Task set:
1. According to the text on teaching mindfulness in schools, what are the MindUp exercises called instead of mindfulness meditation?
2. List each thing the text on teaching mindfulness in schools recommends for a program that cannot involve extensive teacher training.
3. Continue the text on teaching mindfulness in schools from where it stops.

Text block:
+===+

As an example, although the MindUp curriculum introduces elementary school children to the concept of mindfulness, the exercises they introduce are not described as mindfulness meditation. Instead they are skillfully called brain breaks for the purpose of developing focussed awareness, which is valuable in itself and is the foundation from which mindfulness can then later be developed.

2) Put on your own oxygen mask first

If teachers are to guide practices for children, it’s very important that they embody mindfulness themselves and have high levels of personal motivation. It is widely held that mindfulness training cannot be delivered from a script, much like you wouldn’t ask a teacher who can’t swim to teach a swimming class from a textbook. If a program cannot involve extensive teacher-training (often six months of committed personal practice and then a 4 or 5 day training) we recommend that it relies heavily on high-quality audio and video content, which teacher and pupils could follow together, perhaps leading to facilitated class discussion.

…you wouldn’t ask a teacher who can’t swim to teach a swimming class from a textbook.

+===+

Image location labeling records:
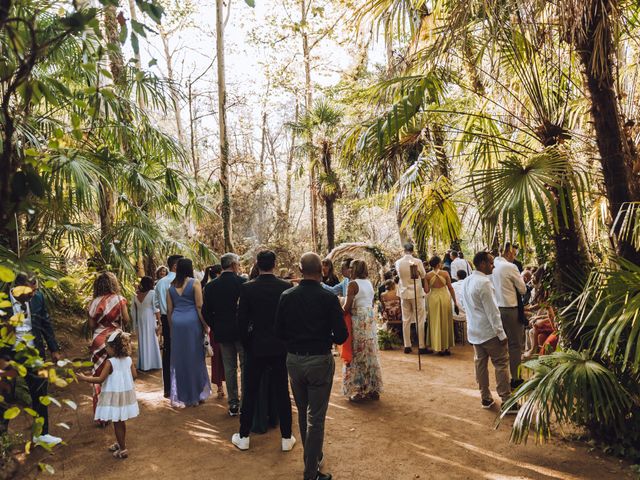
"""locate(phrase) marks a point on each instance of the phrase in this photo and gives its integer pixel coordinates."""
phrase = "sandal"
(122, 454)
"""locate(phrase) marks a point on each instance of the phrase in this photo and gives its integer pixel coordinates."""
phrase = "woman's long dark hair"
(331, 279)
(211, 273)
(184, 270)
(146, 284)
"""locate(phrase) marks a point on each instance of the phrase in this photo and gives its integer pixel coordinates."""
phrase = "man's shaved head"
(311, 264)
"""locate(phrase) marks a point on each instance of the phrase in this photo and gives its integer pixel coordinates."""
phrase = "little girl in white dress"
(117, 401)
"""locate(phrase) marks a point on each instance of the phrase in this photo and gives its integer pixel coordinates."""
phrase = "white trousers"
(411, 314)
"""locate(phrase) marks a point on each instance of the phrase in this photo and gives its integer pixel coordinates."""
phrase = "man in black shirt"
(310, 320)
(220, 310)
(256, 317)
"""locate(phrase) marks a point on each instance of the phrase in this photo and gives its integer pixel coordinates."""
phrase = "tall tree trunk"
(329, 196)
(618, 155)
(308, 101)
(224, 142)
(331, 224)
(571, 258)
(171, 77)
(136, 55)
(290, 157)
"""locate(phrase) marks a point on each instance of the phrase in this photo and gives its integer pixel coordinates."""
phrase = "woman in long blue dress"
(189, 379)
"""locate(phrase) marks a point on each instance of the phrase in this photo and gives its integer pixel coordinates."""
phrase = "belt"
(312, 353)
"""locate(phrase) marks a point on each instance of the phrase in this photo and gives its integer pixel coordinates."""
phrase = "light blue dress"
(189, 379)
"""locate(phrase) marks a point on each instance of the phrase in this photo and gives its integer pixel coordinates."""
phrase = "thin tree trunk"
(331, 224)
(618, 155)
(290, 157)
(263, 142)
(224, 142)
(134, 17)
(571, 259)
(170, 76)
(107, 204)
(195, 159)
(308, 101)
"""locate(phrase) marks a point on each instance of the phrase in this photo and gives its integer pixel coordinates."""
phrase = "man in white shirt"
(412, 292)
(508, 285)
(459, 263)
(485, 331)
(160, 303)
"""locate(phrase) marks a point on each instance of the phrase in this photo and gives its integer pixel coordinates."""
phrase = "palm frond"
(566, 387)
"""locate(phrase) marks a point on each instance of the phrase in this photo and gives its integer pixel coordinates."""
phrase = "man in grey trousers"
(508, 285)
(310, 320)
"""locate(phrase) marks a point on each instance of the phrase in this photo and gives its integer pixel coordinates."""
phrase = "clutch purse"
(208, 350)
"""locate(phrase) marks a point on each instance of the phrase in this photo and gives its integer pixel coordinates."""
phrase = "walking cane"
(415, 276)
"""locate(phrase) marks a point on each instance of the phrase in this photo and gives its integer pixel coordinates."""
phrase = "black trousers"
(38, 387)
(254, 369)
(166, 355)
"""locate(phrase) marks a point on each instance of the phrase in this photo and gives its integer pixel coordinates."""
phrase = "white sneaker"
(288, 443)
(241, 442)
(48, 439)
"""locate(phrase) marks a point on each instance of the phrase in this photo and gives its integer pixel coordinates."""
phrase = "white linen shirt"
(459, 264)
(506, 280)
(483, 316)
(162, 287)
(403, 267)
(25, 327)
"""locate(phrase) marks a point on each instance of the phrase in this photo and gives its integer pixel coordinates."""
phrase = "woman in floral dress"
(362, 377)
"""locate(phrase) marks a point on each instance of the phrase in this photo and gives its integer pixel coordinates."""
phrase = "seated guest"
(542, 327)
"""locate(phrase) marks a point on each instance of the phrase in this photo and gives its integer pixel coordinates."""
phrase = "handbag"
(208, 350)
(522, 316)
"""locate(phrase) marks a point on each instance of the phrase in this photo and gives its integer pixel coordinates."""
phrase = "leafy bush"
(387, 338)
(595, 385)
(26, 357)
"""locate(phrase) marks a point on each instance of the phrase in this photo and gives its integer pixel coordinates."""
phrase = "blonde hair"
(106, 284)
(359, 269)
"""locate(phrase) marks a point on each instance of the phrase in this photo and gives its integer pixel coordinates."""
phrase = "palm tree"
(320, 126)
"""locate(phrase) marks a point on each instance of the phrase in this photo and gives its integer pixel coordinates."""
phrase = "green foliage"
(26, 358)
(89, 170)
(568, 387)
(387, 339)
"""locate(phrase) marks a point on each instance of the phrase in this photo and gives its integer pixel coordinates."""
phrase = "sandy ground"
(428, 425)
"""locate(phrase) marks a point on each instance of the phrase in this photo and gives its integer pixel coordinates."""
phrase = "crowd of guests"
(265, 328)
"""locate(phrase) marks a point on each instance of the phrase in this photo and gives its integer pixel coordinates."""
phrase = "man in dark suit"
(256, 318)
(310, 320)
(220, 310)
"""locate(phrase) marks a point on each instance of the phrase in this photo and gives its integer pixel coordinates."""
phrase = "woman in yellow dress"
(439, 296)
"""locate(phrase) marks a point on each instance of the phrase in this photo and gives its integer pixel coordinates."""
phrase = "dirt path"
(427, 425)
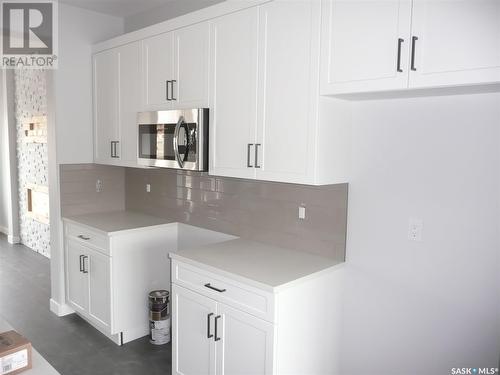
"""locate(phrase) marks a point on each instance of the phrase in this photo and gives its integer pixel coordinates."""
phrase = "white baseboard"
(60, 309)
(13, 239)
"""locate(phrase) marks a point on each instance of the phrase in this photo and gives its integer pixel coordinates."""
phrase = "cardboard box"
(15, 353)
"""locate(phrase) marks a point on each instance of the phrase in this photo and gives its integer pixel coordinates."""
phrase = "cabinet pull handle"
(214, 288)
(400, 42)
(216, 338)
(413, 42)
(84, 269)
(209, 335)
(249, 147)
(167, 85)
(172, 87)
(257, 155)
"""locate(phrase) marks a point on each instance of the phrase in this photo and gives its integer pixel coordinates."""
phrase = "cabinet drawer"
(88, 236)
(231, 292)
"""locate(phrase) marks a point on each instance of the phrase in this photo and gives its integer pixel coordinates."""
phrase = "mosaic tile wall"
(32, 158)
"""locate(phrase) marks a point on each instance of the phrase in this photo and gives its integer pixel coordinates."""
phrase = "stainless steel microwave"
(174, 139)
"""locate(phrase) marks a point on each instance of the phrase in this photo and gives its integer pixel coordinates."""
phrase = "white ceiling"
(118, 8)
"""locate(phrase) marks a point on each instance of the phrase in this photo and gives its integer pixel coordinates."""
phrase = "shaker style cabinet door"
(193, 352)
(129, 101)
(365, 45)
(99, 273)
(455, 42)
(77, 288)
(106, 107)
(190, 85)
(233, 103)
(287, 96)
(158, 57)
(246, 345)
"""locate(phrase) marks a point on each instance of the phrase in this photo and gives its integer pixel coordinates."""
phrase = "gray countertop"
(266, 266)
(117, 221)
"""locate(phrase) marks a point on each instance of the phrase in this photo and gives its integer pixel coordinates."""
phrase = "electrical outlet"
(302, 212)
(415, 229)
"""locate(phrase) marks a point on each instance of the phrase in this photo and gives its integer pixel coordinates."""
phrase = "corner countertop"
(117, 221)
(265, 266)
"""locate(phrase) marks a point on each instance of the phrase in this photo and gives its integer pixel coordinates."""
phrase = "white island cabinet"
(242, 307)
(113, 260)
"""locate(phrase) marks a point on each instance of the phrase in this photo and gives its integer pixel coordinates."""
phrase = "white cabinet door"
(233, 103)
(129, 57)
(363, 41)
(288, 90)
(191, 66)
(77, 284)
(106, 123)
(98, 270)
(246, 346)
(158, 57)
(458, 42)
(193, 352)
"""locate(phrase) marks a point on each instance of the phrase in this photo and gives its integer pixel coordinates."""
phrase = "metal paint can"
(159, 317)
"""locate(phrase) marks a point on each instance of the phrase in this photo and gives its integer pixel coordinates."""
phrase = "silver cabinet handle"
(398, 65)
(209, 335)
(216, 338)
(172, 97)
(249, 151)
(257, 155)
(84, 270)
(167, 85)
(413, 42)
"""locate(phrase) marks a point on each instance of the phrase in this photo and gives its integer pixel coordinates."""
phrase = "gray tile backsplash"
(257, 210)
(261, 211)
(78, 189)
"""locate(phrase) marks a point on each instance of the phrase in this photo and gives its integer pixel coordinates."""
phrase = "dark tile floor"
(71, 345)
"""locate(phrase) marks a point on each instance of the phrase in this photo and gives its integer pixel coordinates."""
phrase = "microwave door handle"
(176, 142)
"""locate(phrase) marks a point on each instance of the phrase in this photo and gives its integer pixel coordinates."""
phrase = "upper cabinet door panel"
(191, 66)
(106, 110)
(288, 89)
(458, 42)
(158, 52)
(363, 40)
(233, 103)
(130, 97)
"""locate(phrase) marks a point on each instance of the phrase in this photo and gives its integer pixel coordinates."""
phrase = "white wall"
(170, 10)
(9, 218)
(69, 101)
(79, 29)
(423, 307)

+===+

Answers given:
1. Brain breaks.

2.
- High-quality audio content
- High-quality video content
- Teacher and pupils following that content together
- Facilitated class discussion

3.
It is possible to thread learning points progressively through a program of guided mindfulness practices, as is the case in popular consumer apps that use short animations to communicate core principles but then don’t separate teaching content from practice guidance. One alternative is to parachute in an external mindfulness teacher, but be aware in doing so that teaching kids is different to teaching adults—and this person must be properly trained to work with young conscripts! The downside of bringing in external teachers, in addition to cost, is that mindful attitudes are not then integrated into staff culture. If mindfulness is not modeled for children, it’s less likely to be seen as important and adopted.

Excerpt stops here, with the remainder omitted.